→ TASK:
Return the records, each one exactly as written.

→ INPUT MATERIAL:
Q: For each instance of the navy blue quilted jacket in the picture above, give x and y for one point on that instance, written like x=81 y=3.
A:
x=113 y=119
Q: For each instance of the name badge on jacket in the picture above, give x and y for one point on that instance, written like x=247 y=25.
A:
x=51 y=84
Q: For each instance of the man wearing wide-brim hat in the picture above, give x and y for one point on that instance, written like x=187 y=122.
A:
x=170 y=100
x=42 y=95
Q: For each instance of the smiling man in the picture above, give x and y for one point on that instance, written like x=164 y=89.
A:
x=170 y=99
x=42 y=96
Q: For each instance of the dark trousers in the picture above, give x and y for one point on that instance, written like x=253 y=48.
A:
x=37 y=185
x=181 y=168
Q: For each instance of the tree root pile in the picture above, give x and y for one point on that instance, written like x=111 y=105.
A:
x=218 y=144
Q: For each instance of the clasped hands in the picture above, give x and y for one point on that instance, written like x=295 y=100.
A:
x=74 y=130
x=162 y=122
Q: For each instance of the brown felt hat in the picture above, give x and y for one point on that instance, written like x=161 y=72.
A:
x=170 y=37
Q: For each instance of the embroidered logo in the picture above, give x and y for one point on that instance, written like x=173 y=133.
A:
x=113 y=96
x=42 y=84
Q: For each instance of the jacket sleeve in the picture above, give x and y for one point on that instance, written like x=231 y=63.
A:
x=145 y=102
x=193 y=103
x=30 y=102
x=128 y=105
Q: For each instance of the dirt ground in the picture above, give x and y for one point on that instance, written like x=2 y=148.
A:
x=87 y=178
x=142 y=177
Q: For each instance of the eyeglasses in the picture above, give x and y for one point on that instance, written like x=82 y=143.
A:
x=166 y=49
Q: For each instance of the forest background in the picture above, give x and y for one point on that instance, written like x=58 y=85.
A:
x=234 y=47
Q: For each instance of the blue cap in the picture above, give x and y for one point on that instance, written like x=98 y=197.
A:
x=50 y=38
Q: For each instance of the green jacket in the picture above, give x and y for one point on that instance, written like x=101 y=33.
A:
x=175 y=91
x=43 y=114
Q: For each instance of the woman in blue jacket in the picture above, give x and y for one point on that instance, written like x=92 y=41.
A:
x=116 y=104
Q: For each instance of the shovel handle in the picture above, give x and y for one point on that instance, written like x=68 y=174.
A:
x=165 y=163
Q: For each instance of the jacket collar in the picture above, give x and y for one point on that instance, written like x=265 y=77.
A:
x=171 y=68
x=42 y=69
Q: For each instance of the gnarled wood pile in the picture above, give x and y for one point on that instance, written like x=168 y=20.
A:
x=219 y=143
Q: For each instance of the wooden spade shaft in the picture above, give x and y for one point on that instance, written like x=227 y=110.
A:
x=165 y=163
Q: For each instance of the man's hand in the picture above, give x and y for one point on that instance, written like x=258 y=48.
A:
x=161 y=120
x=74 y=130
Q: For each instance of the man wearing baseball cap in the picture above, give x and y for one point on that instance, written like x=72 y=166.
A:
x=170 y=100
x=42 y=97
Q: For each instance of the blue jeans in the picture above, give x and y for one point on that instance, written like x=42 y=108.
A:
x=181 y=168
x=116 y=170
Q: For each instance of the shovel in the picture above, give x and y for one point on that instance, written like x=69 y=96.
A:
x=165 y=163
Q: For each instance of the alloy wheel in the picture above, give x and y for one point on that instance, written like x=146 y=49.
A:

→ ANSWER BELOW:
Q: For each instance of the navy blue quilted jacket in the picture above, give x and y for one point on that instance, written like x=81 y=3.
A:
x=113 y=119
Q: For each instance of the name badge on jacket in the picture above, give x and y for one point on that instance, written like x=247 y=25.
A:
x=51 y=84
Q: For each instance of the man wearing wide-brim hat in the picture above, give x and y for one point on that instance, written like x=187 y=122.
A:
x=170 y=100
x=42 y=95
Q: For each instance of the smiling man in the picture above, give x and y for one point on that instance, written like x=164 y=89.
A:
x=170 y=99
x=42 y=96
Q: For each instance of the dark trousers in the picture above, give x and y for one point on that instance, written like x=253 y=48.
A:
x=37 y=185
x=181 y=168
Q: For each instance of the tree root pile in the picture above, give x and y for one point on that instance, written like x=111 y=105.
A:
x=218 y=144
Q: For each instance of the clasped hands in the picture above, give x and y for one point on that instance, written like x=295 y=100.
A:
x=74 y=130
x=162 y=122
Q: For each instance of the brown felt hat in the picture above, give x and y for one point on that instance, written like x=161 y=72.
A:
x=170 y=37
Q: For each instance of the embroidered logo in the picture above, give x and y for one point on that instance, written like x=173 y=133.
A:
x=113 y=96
x=42 y=84
Q: For each instance of the jacket sleeve in the picture above, give x and y for one point on that instance, written like x=231 y=63.
A:
x=145 y=102
x=193 y=103
x=30 y=102
x=128 y=105
Q: For each instance of the dirt ground in the picture above, give x and y for one point on that instance, written like x=2 y=148.
A:
x=87 y=178
x=142 y=177
Q: For each instance of the eyeglasses in the picture above, give x and y for one point on that instance, written like x=82 y=143.
A:
x=166 y=49
Q: For each instance of the forest background in the picture above, give x and y for one point on that instance, written like x=58 y=85.
A:
x=234 y=47
Q: For each instance of the blue cap in the picture above, give x and y for one point on that instance, written like x=98 y=197.
A:
x=50 y=38
Q: For each instance of the green jacket in the picture above, give x and y for one point on that instance, written like x=101 y=33.
A:
x=175 y=91
x=43 y=114
Q: For each instance of the woman in blue jacket in the picture above, give x and y for one point on that instance, written like x=92 y=41.
A:
x=116 y=104
Q: For each instance of the shovel handle in the picture above, give x and y for one point on that instance, written like x=68 y=174.
A:
x=165 y=163
Q: For each instance of the jacket collar in the picture above, give x and y for one point on that instance, written like x=265 y=77.
A:
x=171 y=68
x=42 y=69
Q: For each instance of the gnarled wood pile in the picture above, give x and y for one point on that instance, written like x=168 y=20.
A:
x=219 y=143
Q: For each instance of the wooden spade shaft in the picture above, give x and y for one point on that instance, written like x=227 y=110.
A:
x=165 y=163
Q: For each instance of the man's hand in the picture above, give x and y for one point on that instance, written like x=258 y=48.
A:
x=161 y=120
x=74 y=130
Q: For each instance of the man wearing baseball cap in the picture above, give x and y for one point on that instance, written like x=72 y=166.
A:
x=170 y=100
x=42 y=97
Q: For each instance of the blue jeans in the picture above, give x and y for one point on that instance, written like x=42 y=108.
A:
x=181 y=168
x=116 y=170
Q: For each instance of the shovel in the picture above, give x and y for one point on that instance, written like x=69 y=96.
A:
x=165 y=163
Q: For each instance of the alloy wheel in the picture above, give x and y for one point on that instance, written like x=146 y=49.
A:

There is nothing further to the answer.